* _WHAT YOU WILL DO_
Rename "sponsor signage" to "advertising board" in the lines starting with the line that contains "Where can the sponsor signage" and going on through the line that contains "Target: sponsor signage". Give only those lines, otherwise unchanged.

>> Begin

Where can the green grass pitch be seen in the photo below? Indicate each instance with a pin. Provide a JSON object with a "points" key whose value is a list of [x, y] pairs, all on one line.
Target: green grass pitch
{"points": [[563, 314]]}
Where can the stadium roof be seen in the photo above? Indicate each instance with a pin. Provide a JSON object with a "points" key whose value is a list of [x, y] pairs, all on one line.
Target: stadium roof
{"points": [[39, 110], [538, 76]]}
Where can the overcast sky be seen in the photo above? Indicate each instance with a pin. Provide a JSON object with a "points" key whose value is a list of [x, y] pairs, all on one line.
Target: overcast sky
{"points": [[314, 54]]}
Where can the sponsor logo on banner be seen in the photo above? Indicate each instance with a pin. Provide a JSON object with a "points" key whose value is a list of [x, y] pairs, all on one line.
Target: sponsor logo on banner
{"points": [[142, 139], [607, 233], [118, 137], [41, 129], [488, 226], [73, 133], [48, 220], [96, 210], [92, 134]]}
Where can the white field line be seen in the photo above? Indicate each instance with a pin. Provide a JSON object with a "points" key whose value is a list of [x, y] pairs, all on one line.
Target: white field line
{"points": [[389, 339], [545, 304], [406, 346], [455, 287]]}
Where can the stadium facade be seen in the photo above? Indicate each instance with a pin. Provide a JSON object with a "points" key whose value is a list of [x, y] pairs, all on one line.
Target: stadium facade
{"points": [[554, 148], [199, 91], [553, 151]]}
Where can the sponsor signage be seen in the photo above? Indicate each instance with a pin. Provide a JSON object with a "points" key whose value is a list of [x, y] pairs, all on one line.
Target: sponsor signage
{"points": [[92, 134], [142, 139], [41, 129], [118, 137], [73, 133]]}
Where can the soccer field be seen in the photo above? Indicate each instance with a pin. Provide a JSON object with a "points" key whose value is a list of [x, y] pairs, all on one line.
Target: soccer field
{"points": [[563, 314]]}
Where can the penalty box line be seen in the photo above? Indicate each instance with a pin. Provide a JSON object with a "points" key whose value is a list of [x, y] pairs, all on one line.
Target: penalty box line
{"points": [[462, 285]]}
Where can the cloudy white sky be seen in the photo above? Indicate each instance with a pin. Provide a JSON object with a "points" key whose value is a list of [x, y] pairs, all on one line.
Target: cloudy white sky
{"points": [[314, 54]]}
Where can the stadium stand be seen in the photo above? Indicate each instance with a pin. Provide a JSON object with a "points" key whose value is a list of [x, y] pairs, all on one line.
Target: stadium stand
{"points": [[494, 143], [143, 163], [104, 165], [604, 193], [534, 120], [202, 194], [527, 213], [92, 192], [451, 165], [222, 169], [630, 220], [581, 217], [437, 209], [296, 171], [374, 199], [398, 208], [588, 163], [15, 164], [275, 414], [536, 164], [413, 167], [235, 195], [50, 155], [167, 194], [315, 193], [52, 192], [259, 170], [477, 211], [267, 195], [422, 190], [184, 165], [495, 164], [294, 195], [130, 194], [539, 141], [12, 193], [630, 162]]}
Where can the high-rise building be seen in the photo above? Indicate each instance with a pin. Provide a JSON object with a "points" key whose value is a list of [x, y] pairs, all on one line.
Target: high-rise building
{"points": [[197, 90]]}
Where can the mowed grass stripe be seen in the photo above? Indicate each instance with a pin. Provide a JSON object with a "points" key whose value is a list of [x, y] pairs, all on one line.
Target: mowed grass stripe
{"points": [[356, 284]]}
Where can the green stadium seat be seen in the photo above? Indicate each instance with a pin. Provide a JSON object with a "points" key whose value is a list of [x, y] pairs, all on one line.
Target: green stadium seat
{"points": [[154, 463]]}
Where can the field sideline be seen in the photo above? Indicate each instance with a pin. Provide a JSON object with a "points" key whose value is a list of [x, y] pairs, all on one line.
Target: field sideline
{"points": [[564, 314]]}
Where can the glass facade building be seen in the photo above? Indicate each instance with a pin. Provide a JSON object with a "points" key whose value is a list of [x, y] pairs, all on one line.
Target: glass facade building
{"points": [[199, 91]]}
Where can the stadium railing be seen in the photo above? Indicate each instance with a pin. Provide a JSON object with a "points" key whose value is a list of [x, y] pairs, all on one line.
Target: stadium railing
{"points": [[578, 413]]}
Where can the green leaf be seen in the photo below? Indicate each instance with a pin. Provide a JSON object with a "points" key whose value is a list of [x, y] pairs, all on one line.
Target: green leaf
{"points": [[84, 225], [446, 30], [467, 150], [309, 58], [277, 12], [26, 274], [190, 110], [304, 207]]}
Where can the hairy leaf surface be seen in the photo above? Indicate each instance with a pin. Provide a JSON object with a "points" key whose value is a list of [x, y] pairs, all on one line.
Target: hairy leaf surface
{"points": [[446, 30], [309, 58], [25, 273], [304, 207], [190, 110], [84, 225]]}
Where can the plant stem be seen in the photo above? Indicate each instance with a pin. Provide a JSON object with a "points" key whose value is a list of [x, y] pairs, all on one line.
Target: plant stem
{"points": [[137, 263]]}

>> End

* _CORRECT RESULT_
Where can the advertising board be seen in the photo above? Indicate each instance with a pin. Provide a JSON object with a "points" key whose value is a list of [x, y] pairs, all on one line.
Target: advertising board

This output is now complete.